**EXERCISE PROMPT**
Copy the data below line for line, everything from its first line down to and including the line containing "pixel 624 142".

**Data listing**
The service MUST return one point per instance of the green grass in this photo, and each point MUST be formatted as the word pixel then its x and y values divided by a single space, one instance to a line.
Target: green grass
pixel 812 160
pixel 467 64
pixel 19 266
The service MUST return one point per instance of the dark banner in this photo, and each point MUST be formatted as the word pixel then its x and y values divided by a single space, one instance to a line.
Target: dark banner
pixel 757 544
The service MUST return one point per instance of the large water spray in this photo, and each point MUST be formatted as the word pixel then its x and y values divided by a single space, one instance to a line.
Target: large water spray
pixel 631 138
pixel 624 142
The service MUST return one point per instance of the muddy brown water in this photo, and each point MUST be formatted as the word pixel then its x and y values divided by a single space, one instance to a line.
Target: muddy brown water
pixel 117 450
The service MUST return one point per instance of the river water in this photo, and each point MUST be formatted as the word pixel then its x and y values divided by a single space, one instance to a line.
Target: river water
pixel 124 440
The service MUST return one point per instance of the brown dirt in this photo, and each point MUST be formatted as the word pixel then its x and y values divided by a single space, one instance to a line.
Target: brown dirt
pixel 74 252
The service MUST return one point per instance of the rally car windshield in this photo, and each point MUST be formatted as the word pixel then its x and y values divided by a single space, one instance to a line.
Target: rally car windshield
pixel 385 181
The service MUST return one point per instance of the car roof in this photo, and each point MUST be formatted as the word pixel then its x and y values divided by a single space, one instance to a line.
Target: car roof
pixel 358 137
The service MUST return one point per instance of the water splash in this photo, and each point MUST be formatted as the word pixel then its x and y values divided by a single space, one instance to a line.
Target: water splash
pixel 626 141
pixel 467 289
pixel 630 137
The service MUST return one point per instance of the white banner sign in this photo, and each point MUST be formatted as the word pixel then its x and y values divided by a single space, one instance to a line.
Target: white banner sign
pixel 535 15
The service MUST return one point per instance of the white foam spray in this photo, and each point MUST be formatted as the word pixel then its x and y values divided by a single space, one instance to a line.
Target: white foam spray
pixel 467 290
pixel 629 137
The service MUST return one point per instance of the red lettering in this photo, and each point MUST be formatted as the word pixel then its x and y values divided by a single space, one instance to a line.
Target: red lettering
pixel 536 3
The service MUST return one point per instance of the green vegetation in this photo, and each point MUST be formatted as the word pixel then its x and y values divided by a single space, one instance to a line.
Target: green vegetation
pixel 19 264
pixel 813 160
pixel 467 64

**CORRECT RESPONSE**
The service MUST return one point per instance of the green grass in this photo, and each point MUST be formatted as the word pixel then its x and y values divided by a single space, one instance to a line.
Target: green grass
pixel 812 160
pixel 467 64
pixel 19 266
The service MUST return one point per instance of the dark banner in this photo, and each point MUST be formatted as the word pixel then its x and y values divided by a single space, one instance to a line.
Target: dark banner
pixel 757 544
The service MUST return one point per instance of the large water spray in this photo, and each point MUST be formatted as the word pixel then its x and y values divided by a single space, one instance to a line.
Target: large water spray
pixel 631 138
pixel 624 142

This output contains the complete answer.